[[ Task inputs open ]]

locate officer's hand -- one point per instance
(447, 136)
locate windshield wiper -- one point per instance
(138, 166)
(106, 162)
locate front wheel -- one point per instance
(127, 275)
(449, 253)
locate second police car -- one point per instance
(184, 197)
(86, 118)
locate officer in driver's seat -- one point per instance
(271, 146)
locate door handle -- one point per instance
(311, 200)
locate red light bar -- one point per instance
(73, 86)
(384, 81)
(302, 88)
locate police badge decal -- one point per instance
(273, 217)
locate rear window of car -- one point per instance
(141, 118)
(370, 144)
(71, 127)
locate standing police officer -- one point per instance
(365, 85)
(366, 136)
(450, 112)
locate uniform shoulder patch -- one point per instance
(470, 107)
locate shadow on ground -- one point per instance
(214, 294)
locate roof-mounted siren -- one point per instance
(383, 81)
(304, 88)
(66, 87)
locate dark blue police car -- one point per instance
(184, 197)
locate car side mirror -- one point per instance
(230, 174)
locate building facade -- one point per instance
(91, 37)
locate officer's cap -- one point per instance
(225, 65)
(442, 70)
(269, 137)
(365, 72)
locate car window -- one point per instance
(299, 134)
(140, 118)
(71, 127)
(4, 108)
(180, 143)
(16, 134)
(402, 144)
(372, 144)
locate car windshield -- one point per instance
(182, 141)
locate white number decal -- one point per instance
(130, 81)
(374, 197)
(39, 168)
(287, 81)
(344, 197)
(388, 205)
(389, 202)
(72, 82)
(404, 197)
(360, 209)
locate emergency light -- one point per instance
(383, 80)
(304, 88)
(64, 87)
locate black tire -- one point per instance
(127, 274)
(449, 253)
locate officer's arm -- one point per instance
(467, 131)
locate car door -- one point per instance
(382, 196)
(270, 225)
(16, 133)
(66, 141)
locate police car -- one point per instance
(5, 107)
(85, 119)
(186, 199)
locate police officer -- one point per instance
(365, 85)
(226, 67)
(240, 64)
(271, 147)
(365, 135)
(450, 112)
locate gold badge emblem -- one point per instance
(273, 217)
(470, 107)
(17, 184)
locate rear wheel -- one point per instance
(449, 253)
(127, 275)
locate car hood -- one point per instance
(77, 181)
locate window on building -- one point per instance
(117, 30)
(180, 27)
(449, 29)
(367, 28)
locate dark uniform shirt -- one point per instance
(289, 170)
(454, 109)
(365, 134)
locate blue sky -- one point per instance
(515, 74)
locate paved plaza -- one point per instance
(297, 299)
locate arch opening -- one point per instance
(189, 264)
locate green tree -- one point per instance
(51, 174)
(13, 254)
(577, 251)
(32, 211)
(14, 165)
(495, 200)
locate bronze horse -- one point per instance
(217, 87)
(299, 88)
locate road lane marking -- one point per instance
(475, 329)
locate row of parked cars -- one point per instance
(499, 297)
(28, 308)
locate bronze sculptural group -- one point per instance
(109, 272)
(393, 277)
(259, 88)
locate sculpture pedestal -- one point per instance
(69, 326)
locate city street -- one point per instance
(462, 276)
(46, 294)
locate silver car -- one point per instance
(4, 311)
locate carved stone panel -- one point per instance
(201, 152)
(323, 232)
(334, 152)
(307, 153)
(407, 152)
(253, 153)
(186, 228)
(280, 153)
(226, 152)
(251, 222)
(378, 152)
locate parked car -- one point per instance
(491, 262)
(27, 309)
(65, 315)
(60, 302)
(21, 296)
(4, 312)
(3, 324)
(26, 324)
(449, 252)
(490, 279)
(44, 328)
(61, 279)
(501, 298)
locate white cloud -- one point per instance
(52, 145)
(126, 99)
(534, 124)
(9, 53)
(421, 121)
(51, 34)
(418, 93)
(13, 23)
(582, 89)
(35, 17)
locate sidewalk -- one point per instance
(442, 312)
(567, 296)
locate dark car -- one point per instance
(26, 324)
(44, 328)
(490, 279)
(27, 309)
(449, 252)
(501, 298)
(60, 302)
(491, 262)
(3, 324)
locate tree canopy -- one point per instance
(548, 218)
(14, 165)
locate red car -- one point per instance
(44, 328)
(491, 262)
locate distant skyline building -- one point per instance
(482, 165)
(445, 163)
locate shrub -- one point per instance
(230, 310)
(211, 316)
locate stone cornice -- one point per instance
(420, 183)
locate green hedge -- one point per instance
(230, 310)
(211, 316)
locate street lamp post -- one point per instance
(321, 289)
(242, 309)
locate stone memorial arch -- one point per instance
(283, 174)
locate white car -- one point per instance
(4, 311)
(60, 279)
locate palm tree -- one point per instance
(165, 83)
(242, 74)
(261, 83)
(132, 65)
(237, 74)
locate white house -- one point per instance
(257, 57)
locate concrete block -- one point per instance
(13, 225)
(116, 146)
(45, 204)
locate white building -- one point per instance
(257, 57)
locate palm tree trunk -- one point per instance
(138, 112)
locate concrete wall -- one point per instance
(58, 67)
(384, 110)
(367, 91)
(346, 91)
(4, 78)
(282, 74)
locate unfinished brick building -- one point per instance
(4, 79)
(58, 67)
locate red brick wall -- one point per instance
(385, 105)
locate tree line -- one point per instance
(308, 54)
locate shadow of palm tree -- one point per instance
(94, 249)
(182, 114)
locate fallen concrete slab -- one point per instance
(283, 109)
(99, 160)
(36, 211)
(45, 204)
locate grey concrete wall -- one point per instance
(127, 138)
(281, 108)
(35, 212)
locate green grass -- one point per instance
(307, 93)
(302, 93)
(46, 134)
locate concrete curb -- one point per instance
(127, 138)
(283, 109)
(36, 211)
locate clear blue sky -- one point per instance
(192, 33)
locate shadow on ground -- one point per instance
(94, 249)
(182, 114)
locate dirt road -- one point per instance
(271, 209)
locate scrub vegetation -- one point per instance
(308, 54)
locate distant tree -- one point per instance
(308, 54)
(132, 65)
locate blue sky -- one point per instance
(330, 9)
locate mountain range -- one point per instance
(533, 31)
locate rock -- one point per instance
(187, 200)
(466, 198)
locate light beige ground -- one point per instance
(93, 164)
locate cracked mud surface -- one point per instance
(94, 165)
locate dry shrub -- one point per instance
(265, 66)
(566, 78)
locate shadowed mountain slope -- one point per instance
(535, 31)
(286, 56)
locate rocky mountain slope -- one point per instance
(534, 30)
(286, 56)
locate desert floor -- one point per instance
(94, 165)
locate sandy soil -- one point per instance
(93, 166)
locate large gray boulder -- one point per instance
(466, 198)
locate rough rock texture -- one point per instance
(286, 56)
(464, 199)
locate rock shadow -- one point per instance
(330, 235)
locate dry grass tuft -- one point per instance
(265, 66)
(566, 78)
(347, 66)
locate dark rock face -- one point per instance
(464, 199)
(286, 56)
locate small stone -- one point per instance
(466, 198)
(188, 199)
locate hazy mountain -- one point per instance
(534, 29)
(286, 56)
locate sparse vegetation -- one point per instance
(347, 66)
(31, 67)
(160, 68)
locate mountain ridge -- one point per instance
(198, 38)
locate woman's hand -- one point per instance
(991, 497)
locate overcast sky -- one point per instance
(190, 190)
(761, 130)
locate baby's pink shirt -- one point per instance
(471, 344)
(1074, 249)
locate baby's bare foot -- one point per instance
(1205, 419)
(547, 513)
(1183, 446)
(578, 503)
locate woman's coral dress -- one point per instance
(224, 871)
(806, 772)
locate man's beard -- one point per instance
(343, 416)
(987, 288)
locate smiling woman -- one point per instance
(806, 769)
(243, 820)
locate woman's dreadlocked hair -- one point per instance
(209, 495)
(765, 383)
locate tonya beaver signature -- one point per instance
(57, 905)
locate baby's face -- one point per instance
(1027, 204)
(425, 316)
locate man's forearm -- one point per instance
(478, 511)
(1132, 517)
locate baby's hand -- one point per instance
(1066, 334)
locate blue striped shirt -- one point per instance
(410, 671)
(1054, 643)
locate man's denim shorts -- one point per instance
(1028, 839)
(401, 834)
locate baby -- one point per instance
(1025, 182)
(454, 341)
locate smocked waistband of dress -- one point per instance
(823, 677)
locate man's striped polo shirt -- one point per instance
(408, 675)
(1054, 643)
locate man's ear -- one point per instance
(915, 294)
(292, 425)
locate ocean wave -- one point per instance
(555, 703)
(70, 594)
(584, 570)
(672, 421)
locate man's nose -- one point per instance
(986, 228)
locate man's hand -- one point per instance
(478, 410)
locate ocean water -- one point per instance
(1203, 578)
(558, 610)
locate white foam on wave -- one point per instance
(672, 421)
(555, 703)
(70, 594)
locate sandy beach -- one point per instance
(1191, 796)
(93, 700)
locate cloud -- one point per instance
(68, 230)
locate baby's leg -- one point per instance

[[ Task inputs closed ]]

- Aim of the task:
Starting at the line that contains "locate tonya beaver", transcribe every line through the last line of the entries above, exactly, and nothing else.

- Written answer:
locate tonya beaver signature -- one point per instance
(57, 905)
locate baby's face -- one point per instance
(1027, 204)
(425, 316)
locate man's forearm -- one point per instance
(478, 511)
(1132, 517)
locate baby's hand -- one point per instance
(1066, 334)
locate blue striped shirt -- one point per instance
(410, 671)
(1054, 643)
locate man's denim shorts -- one point per instance
(1028, 839)
(401, 834)
locate baby -- one point per instance
(1025, 182)
(454, 341)
locate smocked waistband of dress -- one point per instance
(823, 677)
locate man's striped polo shirt -- one point per instance
(408, 675)
(1054, 643)
locate man's ear -- one point per instance
(915, 294)
(292, 425)
locate ocean wave -- one point per instance
(555, 703)
(70, 594)
(584, 570)
(672, 421)
locate man's nose -- one point per instance
(986, 228)
locate man's hand -- one point per instance
(478, 410)
locate ocean water -- one point per instance
(1203, 578)
(558, 610)
locate white foam on wave -- one point per instance
(672, 421)
(555, 703)
(70, 594)
locate sandy beach -- one point per instance
(1191, 796)
(93, 700)
locate cloud -- one point per instance
(68, 230)
locate baby's leg -- one point per instance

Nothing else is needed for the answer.